> _Consignes_
1: Citez mot pour mot le passage du texte sur l'aide américaine en Indochine, en commençant aux mots « Après avoir été » et en vous arrêtant après « Dien Bien Phu. ».
2: Prolongez le texte sur l'aide américaine dans la guerre d'Indochine à partir de sa dernière phrase.

> _Extrait du texte_
__________________________________________________

R : Dès les premières années de notre résistance, les impérialistes américains, en liaison étroite avec les colonialistes français, leur ont fourni armes, munitions, avions et navires de guerre pour massacrer le peuple vietnamien.

Après avoir été chassé de Chine et après avoir lamentablement échoué en Corée l’impérialisme américain s’ingère profondément dans les affaires du Vietnam en profitant des difficultés que rencontrent les français en Indochine pour les en chasser. La vérité, c’est que ce sont les américains qui, depuis 1953, tirent les ficelles de la guerre d’Indochine, le plan Navarre en est la preuve.

Depuis, 1951, l’aide américaine et leurs contributions en armes et en munitions n’ont cessé d’augmenter.

L’aide américaine est passée de 119 millions de dollars en 1951 à près de 800 millions de dollars en 1954.

Les quantités d’armes américaines acheminées chaque mois en Indochine sont passées, en moyenne, de 6000 tonnes en 1951, à plus de 20.000 en 1953 et à près de 100.000 en 1954 au moment de la campagne de Dien Bien Phu.

__________________________________________________

Éléments d'annotation de zones
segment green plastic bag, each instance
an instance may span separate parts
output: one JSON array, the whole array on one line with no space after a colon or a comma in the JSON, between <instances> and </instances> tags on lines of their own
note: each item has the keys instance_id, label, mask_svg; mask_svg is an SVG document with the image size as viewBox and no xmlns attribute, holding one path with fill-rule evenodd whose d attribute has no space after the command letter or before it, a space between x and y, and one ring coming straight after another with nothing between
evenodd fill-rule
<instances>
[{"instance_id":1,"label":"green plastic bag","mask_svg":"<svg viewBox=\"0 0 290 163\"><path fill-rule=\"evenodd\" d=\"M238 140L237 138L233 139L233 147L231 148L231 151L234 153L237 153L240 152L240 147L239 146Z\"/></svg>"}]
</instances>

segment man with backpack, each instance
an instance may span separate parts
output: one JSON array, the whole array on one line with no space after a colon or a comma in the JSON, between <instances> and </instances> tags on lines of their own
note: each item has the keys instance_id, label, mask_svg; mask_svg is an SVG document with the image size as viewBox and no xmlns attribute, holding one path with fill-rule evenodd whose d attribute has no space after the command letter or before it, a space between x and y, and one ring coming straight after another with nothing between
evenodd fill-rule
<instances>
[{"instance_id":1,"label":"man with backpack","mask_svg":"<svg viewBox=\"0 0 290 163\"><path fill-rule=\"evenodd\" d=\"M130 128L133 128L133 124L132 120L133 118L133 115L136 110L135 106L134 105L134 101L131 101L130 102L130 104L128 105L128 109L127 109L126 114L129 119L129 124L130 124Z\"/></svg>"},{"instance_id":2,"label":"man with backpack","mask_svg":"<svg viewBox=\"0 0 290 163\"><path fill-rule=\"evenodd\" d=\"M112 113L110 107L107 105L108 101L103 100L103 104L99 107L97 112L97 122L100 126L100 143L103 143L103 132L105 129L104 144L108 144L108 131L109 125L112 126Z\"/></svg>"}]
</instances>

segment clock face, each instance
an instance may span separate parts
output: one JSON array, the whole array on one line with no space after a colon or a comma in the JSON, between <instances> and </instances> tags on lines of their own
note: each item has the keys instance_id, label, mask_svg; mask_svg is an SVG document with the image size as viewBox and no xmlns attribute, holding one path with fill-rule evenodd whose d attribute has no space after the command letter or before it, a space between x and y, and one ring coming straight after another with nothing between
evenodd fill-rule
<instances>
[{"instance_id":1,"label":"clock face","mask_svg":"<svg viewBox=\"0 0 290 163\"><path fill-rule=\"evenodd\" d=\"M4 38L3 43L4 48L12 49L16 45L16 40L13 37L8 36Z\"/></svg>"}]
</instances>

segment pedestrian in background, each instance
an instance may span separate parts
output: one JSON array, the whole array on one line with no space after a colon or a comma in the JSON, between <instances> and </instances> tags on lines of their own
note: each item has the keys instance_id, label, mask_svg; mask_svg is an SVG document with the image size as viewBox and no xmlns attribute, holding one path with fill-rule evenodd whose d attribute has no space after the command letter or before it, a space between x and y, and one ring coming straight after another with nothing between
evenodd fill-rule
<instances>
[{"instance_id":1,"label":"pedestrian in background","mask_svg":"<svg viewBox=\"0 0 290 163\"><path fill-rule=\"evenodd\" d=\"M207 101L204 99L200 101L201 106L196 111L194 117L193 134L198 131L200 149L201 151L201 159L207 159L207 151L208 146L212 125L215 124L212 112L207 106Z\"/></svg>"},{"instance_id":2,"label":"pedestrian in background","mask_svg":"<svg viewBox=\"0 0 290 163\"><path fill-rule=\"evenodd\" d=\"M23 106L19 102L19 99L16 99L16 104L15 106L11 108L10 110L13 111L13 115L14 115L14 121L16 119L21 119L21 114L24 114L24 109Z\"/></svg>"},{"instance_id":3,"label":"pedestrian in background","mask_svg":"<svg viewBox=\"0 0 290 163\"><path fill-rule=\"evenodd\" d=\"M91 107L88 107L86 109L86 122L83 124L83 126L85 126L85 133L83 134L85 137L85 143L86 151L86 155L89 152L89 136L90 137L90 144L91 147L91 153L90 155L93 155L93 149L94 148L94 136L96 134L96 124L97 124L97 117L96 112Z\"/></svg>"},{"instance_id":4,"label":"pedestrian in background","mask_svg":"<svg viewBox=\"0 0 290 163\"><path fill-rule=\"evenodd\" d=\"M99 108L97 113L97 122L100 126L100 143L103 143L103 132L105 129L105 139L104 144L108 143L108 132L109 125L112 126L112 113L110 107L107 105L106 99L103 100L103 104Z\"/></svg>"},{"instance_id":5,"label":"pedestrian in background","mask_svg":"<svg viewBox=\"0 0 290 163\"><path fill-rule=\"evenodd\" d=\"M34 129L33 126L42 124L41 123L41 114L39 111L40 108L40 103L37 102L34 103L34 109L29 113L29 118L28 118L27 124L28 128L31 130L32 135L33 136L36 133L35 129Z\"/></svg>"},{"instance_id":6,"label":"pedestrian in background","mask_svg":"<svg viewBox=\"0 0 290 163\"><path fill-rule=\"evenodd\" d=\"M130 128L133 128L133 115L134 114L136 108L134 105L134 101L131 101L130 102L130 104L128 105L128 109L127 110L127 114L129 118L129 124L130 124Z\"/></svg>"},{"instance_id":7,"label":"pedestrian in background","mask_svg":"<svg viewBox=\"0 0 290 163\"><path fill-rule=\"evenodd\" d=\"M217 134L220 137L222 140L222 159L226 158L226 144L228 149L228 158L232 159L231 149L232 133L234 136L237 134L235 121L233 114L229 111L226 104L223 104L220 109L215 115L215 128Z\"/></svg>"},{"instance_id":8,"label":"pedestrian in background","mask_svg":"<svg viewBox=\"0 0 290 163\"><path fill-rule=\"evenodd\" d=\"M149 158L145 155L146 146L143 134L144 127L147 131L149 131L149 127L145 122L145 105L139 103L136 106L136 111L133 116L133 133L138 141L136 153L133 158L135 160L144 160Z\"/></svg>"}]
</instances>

__________________________________________________

> _Réponses_
1:
Après avoir été chassé de Chine et après avoir lamentablement échoué en Corée l’impérialisme américain s’ingère profondément dans les affaires du Vietnam en profitant des difficultés que rencontrent les français en Indochine pour les en chasser. La vérité, c’est que ce sont les américains qui, depuis 1953, tirent les ficelles de la guerre d’Indochine, le plan Navarre en est la preuve.

Depuis, 1951, l’aide américaine et leurs contributions en armes et en munitions n’ont cessé d’augmenter.

L’aide américaine est passée de 119 millions de dollars en 1951 à près de 800 millions de dollars en 1954.

Les quantités d’armes américaines acheminées chaque mois en Indochine sont passées, en moyenne, de 6000 tonnes en 1951, à plus de 20.000 en 1953 et à près de 100.000 en 1954 au moment de la campagne de Dien Bien Phu.

2:
Dès que les colonialistes français ont commencé à parachuter du matériel sur Dien Bien Phu et y construire leur camp retranché, en novembre 1953, les impérialistes américains ont établi des ponts aériens pour les ravitailler en armes et vivres. Le porte-avion de leur 7e flotte s’est introduit dans le golfe du Bac Bo (Tonkin), ils ont envoyé leurs pilotes et leurs avions massacrer le peuple vietnamien sous les couleurs de la France.

La vérité, c’est que pour les colonialistes français, la guerre d’agression au Vietnam, particulièrement la campagne de Dien Bien Phu, est une sale guerre pour laquelle leurs soldats et leurs mercenaires ont versé tant de sang, une sale guerre payée avec les dollars américains et nourrie de leurs bombes.

Q : Quelles sont les principales conclusions que nous pouvons tirer du succès de Dien Bien Phu ?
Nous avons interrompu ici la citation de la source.